→ Exercise set
(1) Using the passage on Smolin's book, say whether each statement agrees with it: (a) Smolin wrote The Three Roads to Quantum Gravity in 2001. (b) Loop quantum gravity had about as much acceptance among theoretical physicists as string theory. (c) Smolin helped develop loop quantum gravity. Answer yes or no for each, quoting the exact words that decide it.
(2) Pick up the passage on Smolin's book after its last sentence and keep writing it.

→ Document passage

Then, in 2001, he wrote The Three Roads to Quantum Gravity, which argued that differing approaches to the problem of quantum gravity (string theory, M-Theory, and loop quantum gravity) could work together to come up with an underlying theory of quantum gravity. This was a controversial stance within the physics community because string theory and M-Theory are both highly prominent theories that have been developed and worked on by a large number of scientists over the previous couple of decades ... while loop quantum gravity was an approach which Smolin himself had helped to develop and pioneer, but which had nowhere near the same amount of acceptance within the theoretical physics community.
In other words, The Three Roads to Quantum Gravity was seen by some as an attempt to artificially elevate Smolin's own pet theory to equal status with the prevailing approach to quantum gravity, even though many theoretical physicists did not believe it earned that status.

→ Provided material

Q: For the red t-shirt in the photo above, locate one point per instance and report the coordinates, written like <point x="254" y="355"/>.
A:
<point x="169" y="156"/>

→ Answers for this exercise
(1)
(a) Yes: "Then, in 2001, he wrote The Three Roads to Quantum Gravity"
(b) No: "but which had nowhere near the same amount of acceptance within the theoretical physics community"
(c) Yes: "an approach which Smolin himself had helped to develop and pioneer"

(2)
In his 2006 The Trouble With Physics: The Rise of String Theory, the Fall of a Science, and What Comes Next, Smolin goes even further, claiming that the approach at the heart of string theory is fundamentally harming physics itself. In this book, he outlined 5 great problems in theoretical physics which, while still a controversial list, basically hits the mark of a number of things that theoretical physics really can't explain without speculating well beyond the foundation provided by the current evidence. He points out that string theory has failed to solve this problem ... or even to anticipate that some of these problems would arise. Needless to say, for a community that had spent three decades investing time, energy, and resources into developing string theory, this was not a welcome book, and the "string wars" have certainly had some memorable exchanges, even informing romantic breakdowns on television's The Big Bang Theory.
The current book that I'm about to review is just as controversial ... if not moreso. I found it an engaging book and am certainly recommending it, but it should be read with a great deal of care and skepticism. As I will discuss in the review, many aspects of Smolin's approach involves assumptions of his own which are, at best, no more certain than the assumptions he is trying to argue against.
Smolin's "Crisis in Science" Revisited
In Time Reborn: From the Crisis in Physics to the Future of the Universe, theoretical physicist Lee Smolin of Canada's The Perimeter Institute is once again taking a bold new scientific vision directly to the popular audience. This time, he's tackling the notion of time itself. In his stance, the current scientific understanding of time is that time is not "real" and he feels that's a fundamental flaw, one that could be corrected by taking time serious as a real quantity ... in fact, it would in his vision be one of the only real quantities, with the rest of the universe - indeed the very laws of the universe - evolving within time.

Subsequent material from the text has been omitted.